╭─ DOCUMENT

[R] plot hclust object

Martin Maechler maechler at stat.math.ethz.ch
Tue Oct 28 19:26:29 CET 2014


>>>>> Greg Snow <538280 at gmail.com>
>>>>>     on Tue, 28 Oct 2014 10:31:27 -0600 writes:

    > Thanks Martin,  It is always great to learn that I don't need to
    > reinvent the wheel (especially when I learn that before reinventing).

    > Do you know if there are any help pages that point to cophenetic (see
    > also or other sections).  Maybe it is just the way that my brain is
    > wired (along with being a dabbler, but not expert at cluster
    > analysis), but for some reason the word cophenetic never occurred to
    > me as a search term while thinking about how to create the requested plot.

I understand.  Indeed, the world is never going to be perfect, nor is R.

Currently the only link to 'cophenetic' is in  ?reorder.dendrogram
and it's easy possible you'd neither have seen that page.

I strongly agree that more \link's would be useful in general
and in particular for cophenetic. I'm happy to take suggestions,
notably if they already use  Rd syntax ... ;-)

Martin

    > On Tue, Oct 28, 2014 at 9:31 AM, Martin Maechler
    > <maechler at stat.math.ethz.ch> wrote:
    >>>>>>> Greg Snow <538280 at gmail.com>
    >>>>>>> on Mon, 27 Oct 2014 12:33:18 -0600 writes:
    >> 
    >> > I don't know of any tools that automate this process.  For small
    >> > sample sizes it may be easiest to just do this by hand, for large
    >> > sample sizes that plot will probably be to complicated to make sense
    >> > of.  There may be a range of moderate sample sizes for which
    >> > automation (or partial automation) would be helpful.  The hclust
    >> > object has a component of "height" which is an indicator of the
    >> > distance between 2 components being combined into a cluster, you could
    >> > convert this into a distance matrix
    >> 
    >> it has been known for many years how to do this; still, I have
    >> only learned about it from Robert Gentleman (yes, one of the two
    >> fathers of R), when we added the function
    >> 
    >> cophenetic()

╰─

# WRITTEN EXERCISE
In the message about plotting an hclust object, which help page currently holds the only link to 'cophenetic'?

╭─ RAW DATA

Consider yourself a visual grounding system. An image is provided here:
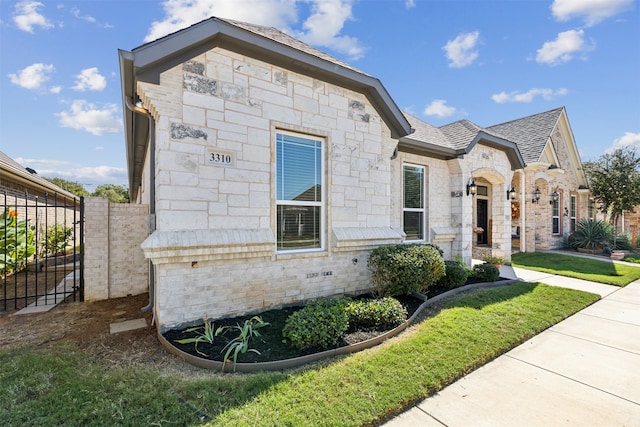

╰─

# ANSWER FOR THIS EXERCISE
?reorder.dendrogram